— Document extract —

The Content Wheel
Babe wake up new 'banned books' consumption dropped
Content.
Information.
Influencer.
Content creator.
The content mill is endless today. This essay is content. It’s a kind of marketing jargon that has become accepted and common place. People don’t call themselves thinkers anymore they call themselves “content creators”. I heard this phrase many times on Milleniyule this year. An unusual and interesting self categorization that is driven largely by the advertising and marketing industry that funds most of the online still. There is a constant stream of content blaring at you from every screen in your life and from every device. You browse Twitter you read content. You listen to a podcast on your commute, you listen to content. There is a never ending supply of it. We are literally drowning in content to consume and people have digested it further and further down. TikTok and Instagram reels are said to have wrought havoc on peoples ability to maintain attention. You read stories of grown men asking their AI LLM chatbots on their phone about everything, that too is really just a content generation device.
If anything the problem has never been about content itself but about the time to digest the content and think about it seriously. This is why I hold some skepticism of a new project announced:
It is trivial to make the obvious critique here but I’ll do it anyway. If your attention span is too cooked to read the books what makes you think you’ll do better listening to them?

— Provided records —
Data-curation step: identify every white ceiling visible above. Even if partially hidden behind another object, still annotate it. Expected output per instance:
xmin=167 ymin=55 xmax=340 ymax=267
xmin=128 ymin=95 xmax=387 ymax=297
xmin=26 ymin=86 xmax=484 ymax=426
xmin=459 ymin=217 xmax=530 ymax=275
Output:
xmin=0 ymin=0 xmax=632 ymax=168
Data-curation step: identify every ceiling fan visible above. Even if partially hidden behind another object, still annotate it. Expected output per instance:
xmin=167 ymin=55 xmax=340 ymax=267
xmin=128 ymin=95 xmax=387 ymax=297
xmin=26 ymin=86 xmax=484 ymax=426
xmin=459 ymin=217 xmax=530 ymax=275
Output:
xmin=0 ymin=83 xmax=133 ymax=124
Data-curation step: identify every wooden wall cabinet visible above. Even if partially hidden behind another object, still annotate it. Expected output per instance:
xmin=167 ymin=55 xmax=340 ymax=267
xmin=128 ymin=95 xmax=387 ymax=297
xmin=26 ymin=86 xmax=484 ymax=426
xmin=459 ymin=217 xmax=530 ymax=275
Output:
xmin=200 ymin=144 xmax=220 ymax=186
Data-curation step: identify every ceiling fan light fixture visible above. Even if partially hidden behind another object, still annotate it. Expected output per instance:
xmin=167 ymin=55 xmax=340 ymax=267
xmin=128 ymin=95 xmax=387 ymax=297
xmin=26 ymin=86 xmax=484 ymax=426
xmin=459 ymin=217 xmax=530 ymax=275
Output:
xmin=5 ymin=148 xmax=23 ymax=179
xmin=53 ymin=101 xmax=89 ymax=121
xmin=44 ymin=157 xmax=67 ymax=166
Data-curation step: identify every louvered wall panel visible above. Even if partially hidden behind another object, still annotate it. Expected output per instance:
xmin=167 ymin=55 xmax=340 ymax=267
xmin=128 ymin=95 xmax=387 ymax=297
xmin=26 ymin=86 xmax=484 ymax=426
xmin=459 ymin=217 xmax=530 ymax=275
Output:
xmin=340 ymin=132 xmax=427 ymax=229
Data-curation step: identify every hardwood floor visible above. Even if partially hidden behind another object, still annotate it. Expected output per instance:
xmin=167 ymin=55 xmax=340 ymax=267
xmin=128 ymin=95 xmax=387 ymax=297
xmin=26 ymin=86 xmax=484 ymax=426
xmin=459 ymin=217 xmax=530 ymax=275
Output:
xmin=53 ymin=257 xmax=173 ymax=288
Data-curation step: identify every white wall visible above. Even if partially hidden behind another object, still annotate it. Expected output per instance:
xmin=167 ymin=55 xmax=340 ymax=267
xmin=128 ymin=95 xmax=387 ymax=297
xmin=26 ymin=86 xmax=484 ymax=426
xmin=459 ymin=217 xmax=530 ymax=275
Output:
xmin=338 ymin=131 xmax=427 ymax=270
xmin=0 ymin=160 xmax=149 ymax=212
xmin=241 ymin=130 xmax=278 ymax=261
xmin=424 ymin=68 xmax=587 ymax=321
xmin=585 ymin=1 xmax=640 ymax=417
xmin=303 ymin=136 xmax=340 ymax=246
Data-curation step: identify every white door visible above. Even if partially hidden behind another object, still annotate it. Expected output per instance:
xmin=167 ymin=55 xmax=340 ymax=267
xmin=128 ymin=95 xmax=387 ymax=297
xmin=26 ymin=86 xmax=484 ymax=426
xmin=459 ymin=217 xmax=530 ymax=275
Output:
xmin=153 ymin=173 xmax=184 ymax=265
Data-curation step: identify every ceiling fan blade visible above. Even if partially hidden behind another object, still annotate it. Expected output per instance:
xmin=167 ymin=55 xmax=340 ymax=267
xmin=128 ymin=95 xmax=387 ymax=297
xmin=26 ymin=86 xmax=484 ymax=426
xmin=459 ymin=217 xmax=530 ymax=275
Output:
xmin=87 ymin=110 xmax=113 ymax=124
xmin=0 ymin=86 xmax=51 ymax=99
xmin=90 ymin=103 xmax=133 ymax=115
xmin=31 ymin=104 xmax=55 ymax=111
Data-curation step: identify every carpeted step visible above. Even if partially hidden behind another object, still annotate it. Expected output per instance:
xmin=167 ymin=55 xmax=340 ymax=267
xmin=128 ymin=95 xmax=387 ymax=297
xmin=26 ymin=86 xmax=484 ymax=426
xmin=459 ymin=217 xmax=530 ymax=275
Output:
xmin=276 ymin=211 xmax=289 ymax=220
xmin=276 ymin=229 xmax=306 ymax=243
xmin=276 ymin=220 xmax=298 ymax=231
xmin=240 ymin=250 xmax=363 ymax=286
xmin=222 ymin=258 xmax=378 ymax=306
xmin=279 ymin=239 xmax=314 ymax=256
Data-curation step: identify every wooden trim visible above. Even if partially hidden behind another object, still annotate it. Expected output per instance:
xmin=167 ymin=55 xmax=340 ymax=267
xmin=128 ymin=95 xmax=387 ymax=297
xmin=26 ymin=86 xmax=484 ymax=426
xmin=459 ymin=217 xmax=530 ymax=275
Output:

— Assigned task —
Please explain, in one to three sentences, why the writer of the content wheel essay is skeptical of the newly announced project.

— Completed exercise —
The writer believes the problem has never been content itself but the time to digest it and think about it seriously. The writer also asks why anyone whose attention span is too cooked to read the books would do better listening to them.